Reproduce the whole of the records exactly, and make sure no picture is carried into the result.

....

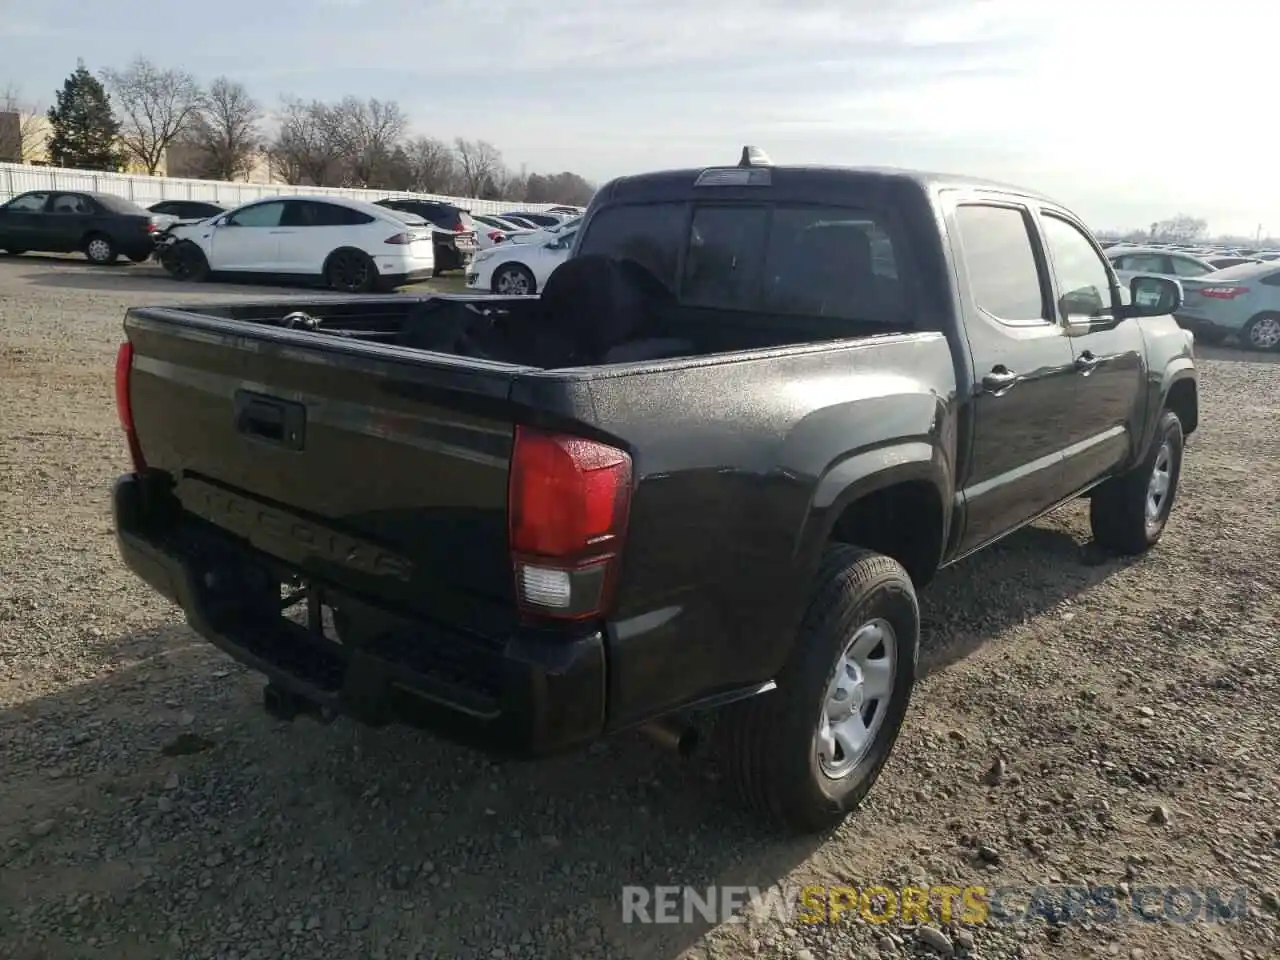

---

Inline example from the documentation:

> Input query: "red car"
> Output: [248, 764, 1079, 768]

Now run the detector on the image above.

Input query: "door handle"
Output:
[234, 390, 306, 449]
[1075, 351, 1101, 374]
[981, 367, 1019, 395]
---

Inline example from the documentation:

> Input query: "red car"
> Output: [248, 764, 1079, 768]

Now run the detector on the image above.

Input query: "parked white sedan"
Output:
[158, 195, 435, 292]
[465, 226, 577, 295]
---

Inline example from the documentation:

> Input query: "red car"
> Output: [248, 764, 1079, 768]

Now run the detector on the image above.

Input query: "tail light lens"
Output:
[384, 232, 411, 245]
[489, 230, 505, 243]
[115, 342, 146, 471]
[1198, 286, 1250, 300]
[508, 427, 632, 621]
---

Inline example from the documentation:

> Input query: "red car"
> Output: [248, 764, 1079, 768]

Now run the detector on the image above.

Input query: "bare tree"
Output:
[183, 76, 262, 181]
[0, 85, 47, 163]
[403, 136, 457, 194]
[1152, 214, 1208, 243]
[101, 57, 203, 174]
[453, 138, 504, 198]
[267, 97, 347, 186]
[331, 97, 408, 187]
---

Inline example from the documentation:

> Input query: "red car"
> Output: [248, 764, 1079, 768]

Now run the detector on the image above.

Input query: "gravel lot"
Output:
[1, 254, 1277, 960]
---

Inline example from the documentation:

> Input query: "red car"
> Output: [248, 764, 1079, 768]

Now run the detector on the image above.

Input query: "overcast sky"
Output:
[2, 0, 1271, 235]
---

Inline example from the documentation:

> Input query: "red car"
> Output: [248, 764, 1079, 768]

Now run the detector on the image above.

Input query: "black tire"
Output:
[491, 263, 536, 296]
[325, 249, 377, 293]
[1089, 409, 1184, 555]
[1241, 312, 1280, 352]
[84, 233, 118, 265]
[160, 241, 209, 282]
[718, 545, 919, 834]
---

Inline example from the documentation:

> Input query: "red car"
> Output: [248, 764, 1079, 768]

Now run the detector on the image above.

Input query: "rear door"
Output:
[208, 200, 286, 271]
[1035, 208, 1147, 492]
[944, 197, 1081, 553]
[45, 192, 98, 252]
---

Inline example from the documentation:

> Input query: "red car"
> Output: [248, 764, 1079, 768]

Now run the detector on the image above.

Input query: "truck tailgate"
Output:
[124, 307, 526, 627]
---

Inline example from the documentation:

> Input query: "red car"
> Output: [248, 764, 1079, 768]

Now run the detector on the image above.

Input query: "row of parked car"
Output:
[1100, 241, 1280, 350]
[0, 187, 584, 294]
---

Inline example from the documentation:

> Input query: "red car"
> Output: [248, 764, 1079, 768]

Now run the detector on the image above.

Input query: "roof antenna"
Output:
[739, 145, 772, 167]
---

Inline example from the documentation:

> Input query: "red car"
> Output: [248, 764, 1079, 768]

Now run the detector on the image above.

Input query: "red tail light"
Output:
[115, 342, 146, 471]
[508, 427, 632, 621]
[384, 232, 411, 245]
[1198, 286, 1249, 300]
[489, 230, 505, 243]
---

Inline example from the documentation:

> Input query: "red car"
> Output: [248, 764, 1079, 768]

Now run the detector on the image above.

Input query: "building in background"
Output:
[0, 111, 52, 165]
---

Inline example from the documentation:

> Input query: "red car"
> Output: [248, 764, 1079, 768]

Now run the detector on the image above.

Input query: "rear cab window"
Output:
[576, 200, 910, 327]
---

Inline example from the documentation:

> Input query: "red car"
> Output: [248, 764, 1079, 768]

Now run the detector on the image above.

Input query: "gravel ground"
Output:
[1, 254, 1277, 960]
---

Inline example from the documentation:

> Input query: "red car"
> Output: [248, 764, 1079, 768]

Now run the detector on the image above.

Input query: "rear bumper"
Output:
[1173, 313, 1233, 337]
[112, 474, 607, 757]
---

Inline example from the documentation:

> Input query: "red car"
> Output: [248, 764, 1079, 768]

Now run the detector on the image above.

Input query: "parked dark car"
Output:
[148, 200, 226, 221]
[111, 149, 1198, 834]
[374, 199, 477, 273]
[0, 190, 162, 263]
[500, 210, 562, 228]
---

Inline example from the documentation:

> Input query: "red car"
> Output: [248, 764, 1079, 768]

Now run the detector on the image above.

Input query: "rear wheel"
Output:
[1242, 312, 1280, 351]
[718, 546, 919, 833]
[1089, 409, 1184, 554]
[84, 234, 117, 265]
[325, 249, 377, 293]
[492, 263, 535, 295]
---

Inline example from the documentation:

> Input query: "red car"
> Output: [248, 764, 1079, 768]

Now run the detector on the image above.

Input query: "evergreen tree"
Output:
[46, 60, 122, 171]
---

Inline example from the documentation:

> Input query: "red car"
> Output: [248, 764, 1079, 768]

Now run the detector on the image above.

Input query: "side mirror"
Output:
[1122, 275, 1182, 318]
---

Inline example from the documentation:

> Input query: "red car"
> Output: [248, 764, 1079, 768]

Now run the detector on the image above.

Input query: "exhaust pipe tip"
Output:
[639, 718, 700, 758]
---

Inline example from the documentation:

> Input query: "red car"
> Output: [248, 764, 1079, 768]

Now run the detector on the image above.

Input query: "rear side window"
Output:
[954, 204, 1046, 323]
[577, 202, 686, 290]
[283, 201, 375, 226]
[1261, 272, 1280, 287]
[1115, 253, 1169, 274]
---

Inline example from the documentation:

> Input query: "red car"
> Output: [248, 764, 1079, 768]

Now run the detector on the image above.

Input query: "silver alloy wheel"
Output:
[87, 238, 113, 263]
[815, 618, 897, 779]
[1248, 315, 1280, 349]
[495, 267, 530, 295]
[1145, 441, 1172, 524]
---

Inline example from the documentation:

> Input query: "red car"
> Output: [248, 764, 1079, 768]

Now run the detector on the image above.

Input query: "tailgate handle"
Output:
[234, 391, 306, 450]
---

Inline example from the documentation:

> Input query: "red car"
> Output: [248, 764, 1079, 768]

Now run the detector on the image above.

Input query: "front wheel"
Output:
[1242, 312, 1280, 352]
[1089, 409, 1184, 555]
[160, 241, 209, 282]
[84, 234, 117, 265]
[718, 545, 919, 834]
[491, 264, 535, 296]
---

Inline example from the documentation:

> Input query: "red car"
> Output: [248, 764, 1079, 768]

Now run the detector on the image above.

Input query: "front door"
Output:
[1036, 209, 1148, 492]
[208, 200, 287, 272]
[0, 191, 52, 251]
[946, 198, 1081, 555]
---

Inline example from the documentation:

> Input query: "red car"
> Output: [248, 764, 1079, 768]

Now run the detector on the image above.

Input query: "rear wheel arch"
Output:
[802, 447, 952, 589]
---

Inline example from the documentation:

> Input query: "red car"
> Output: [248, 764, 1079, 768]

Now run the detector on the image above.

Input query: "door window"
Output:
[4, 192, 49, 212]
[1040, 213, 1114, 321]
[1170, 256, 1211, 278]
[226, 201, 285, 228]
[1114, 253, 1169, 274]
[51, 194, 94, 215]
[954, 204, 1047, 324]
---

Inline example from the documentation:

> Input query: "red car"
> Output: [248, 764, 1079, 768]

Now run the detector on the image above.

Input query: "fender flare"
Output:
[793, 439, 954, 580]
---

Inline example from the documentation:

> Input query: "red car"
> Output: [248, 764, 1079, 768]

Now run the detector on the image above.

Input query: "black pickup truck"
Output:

....

(Answer for the task):
---

Inline example from the documentation:

> Input query: "red car"
> Output: [248, 764, 1079, 768]

Now run the detector on the image above.

Input query: "door handle"
Output:
[234, 390, 306, 449]
[1075, 351, 1101, 374]
[981, 367, 1019, 395]
---

Inline example from the documentation:

> Input query: "red car"
> Output: [248, 764, 1079, 768]

Now run the detector on the image above.

Input query: "parked white sedan"
Output:
[158, 195, 435, 292]
[465, 226, 577, 295]
---

Inline example from the documentation:

> Input query: "red car"
> Output: [248, 764, 1079, 768]

Now run the detector on the image above.

Input query: "tail light lens"
Output:
[384, 232, 411, 245]
[489, 230, 505, 243]
[115, 342, 146, 471]
[1198, 286, 1250, 300]
[508, 427, 632, 621]
---

Inline example from the documentation:

> Input query: "red car"
> Output: [248, 764, 1079, 768]

Now run the detector on the image above.

Input query: "bare tree"
Output:
[183, 76, 262, 181]
[0, 85, 47, 163]
[403, 136, 457, 194]
[1152, 214, 1208, 243]
[101, 57, 203, 174]
[453, 138, 504, 198]
[267, 97, 347, 186]
[331, 97, 408, 187]
---

Inline example from the documentation:

> Input query: "red car"
> Output: [248, 764, 1079, 768]

Now run the detector on the image above.

Input query: "gravel lot"
Output:
[1, 254, 1277, 960]
---

Inline example from the documentation:

> Input query: "red car"
> Output: [248, 764, 1079, 768]

Now run the detector on the image above.

Input query: "overcast sky"
Output:
[2, 0, 1271, 235]
---

Inline example from the documentation:

> Input query: "red car"
> Output: [248, 764, 1079, 768]

Now run the detector on the image above.

Input query: "black tire"
Output:
[491, 263, 536, 296]
[325, 249, 377, 293]
[1089, 409, 1184, 555]
[1241, 312, 1280, 352]
[84, 233, 118, 265]
[160, 241, 209, 282]
[718, 545, 919, 834]
---

Inline example from the documentation:

> Input query: "red car"
> Output: [248, 764, 1079, 768]

Now run the detector on the image above.

Input query: "rear door"
Output:
[208, 200, 286, 271]
[1035, 208, 1147, 492]
[944, 197, 1081, 553]
[45, 192, 98, 252]
---

Inline example from the documentation:

> Input query: "red car"
> Output: [248, 764, 1079, 768]

Now run the detector on the image above.

Input query: "truck tailgate"
Output:
[124, 307, 526, 627]
---

Inline example from the documentation:

> Input query: "red car"
> Output: [248, 764, 1079, 768]

Now run the detector on the image above.

Input query: "row of parked car"
Output:
[1100, 241, 1280, 350]
[0, 187, 584, 294]
---

Inline example from the documentation:

> Input query: "red car"
> Output: [248, 764, 1079, 768]

Now run the detector on the image above.

Input query: "roof antenna"
Output:
[739, 145, 772, 167]
---

Inline example from the documentation:

> Input query: "red car"
> Output: [248, 764, 1079, 768]

Now run the detector on the image above.

Input query: "red tail light"
Output:
[115, 342, 146, 471]
[508, 427, 632, 621]
[384, 232, 411, 245]
[1198, 286, 1249, 300]
[489, 230, 505, 243]
---

Inline example from the documentation:

> Input query: "red car"
> Output: [248, 764, 1079, 768]

Now run the detector on the image above.

Input query: "building in background"
Output:
[0, 111, 52, 165]
---

Inline example from the documentation:

> Input query: "red car"
> Output: [248, 764, 1079, 768]

Now run the detector on the image above.

Input query: "rear cab window"
Output:
[576, 200, 910, 327]
---

Inline example from the documentation:

> Input query: "red car"
> Output: [248, 764, 1079, 768]

Now run the detector on the image above.

Input query: "gravel ground"
Output:
[1, 254, 1277, 960]
---

Inline example from the documentation:

> Input query: "red car"
> Output: [248, 764, 1079, 768]

Now run the detector on the image above.

Input query: "rear bumper"
Output:
[1173, 313, 1233, 337]
[112, 474, 607, 757]
---

Inline example from the documentation:

> Input query: "red car"
> Output: [248, 764, 1079, 768]

Now run the detector on the image above.

Input query: "parked dark car"
Output:
[148, 200, 226, 221]
[111, 149, 1198, 834]
[374, 199, 477, 273]
[0, 190, 162, 263]
[500, 210, 562, 228]
---

Inline example from the documentation:

> Input query: "red car"
> Output: [248, 764, 1079, 768]

Now run the detector on the image above.

Input query: "rear wheel"
Output:
[1242, 312, 1280, 351]
[718, 546, 919, 833]
[1089, 409, 1184, 554]
[84, 234, 117, 265]
[325, 249, 377, 293]
[492, 263, 535, 295]
---

Inline example from the documentation:

> Input query: "red car"
> Output: [248, 764, 1079, 768]

Now run the detector on the image above.

Input query: "evergreen tree"
Output:
[46, 60, 122, 171]
---

Inline example from the documentation:

> Input query: "red car"
> Output: [248, 764, 1079, 768]

Now run the detector on the image above.

Input query: "side mirror"
Output:
[1122, 275, 1182, 318]
---

Inline example from the documentation:

> Input query: "red car"
> Output: [248, 764, 1079, 768]

Now run the detector on the image above.

Input query: "exhaust pipe tip"
Output:
[639, 718, 700, 758]
---

Inline example from the documentation:

> Input query: "red car"
> Output: [248, 764, 1079, 768]

Now run the detector on the image above.

Input query: "rear side window"
Output:
[954, 204, 1046, 323]
[577, 202, 686, 290]
[283, 201, 375, 226]
[1261, 272, 1280, 287]
[1115, 253, 1169, 274]
---

Inline example from the documentation:

> Input query: "red car"
> Output: [248, 764, 1079, 768]

Now run the detector on the image above.

Input query: "silver alloy wheel"
Output:
[87, 238, 113, 263]
[815, 618, 897, 779]
[1248, 315, 1280, 349]
[495, 267, 530, 295]
[1145, 441, 1172, 524]
---

Inline example from the documentation:

> Input query: "red car"
> Output: [248, 764, 1079, 768]

Now run the detector on the image above.

Input query: "tailgate handle"
Output:
[234, 391, 306, 450]
---

Inline example from the documentation:

> Input query: "red car"
> Output: [248, 764, 1079, 768]

Now run the detector on the image above.

Input query: "front wheel"
Output:
[1242, 312, 1280, 352]
[1089, 409, 1184, 555]
[160, 241, 209, 282]
[84, 234, 117, 265]
[718, 545, 919, 834]
[491, 264, 535, 296]
---

Inline example from the documentation:

> Input query: "red car"
> Output: [248, 764, 1079, 768]

Now run the detector on the image above.

Input query: "front door"
Output:
[1036, 209, 1148, 492]
[208, 200, 287, 272]
[0, 191, 52, 251]
[946, 198, 1081, 555]
---

Inline example from the documentation:

> Input query: "red car"
> Output: [248, 764, 1079, 768]

Now run the detector on the image above.

Input query: "rear wheel arch"
Output:
[802, 447, 952, 589]
---

Inline example from the documentation:

> Input query: "red car"
> Output: [248, 764, 1079, 768]

Now run the detector on the image above.

Input query: "door window"
Output:
[4, 192, 49, 212]
[1040, 213, 1114, 321]
[1170, 256, 1211, 278]
[226, 201, 285, 228]
[1114, 253, 1169, 274]
[51, 194, 94, 215]
[954, 204, 1047, 324]
---

Inline example from the documentation:

> Input query: "red car"
> Output: [248, 764, 1079, 768]

Now run the detector on the image above.

Input query: "fender flare"
Output:
[793, 439, 954, 580]
---

Inline example from the documentation:

> Input query: "red car"
> Output: [248, 764, 1079, 768]

Now run the detector on the image above.

Input query: "black pickup truck"
Output:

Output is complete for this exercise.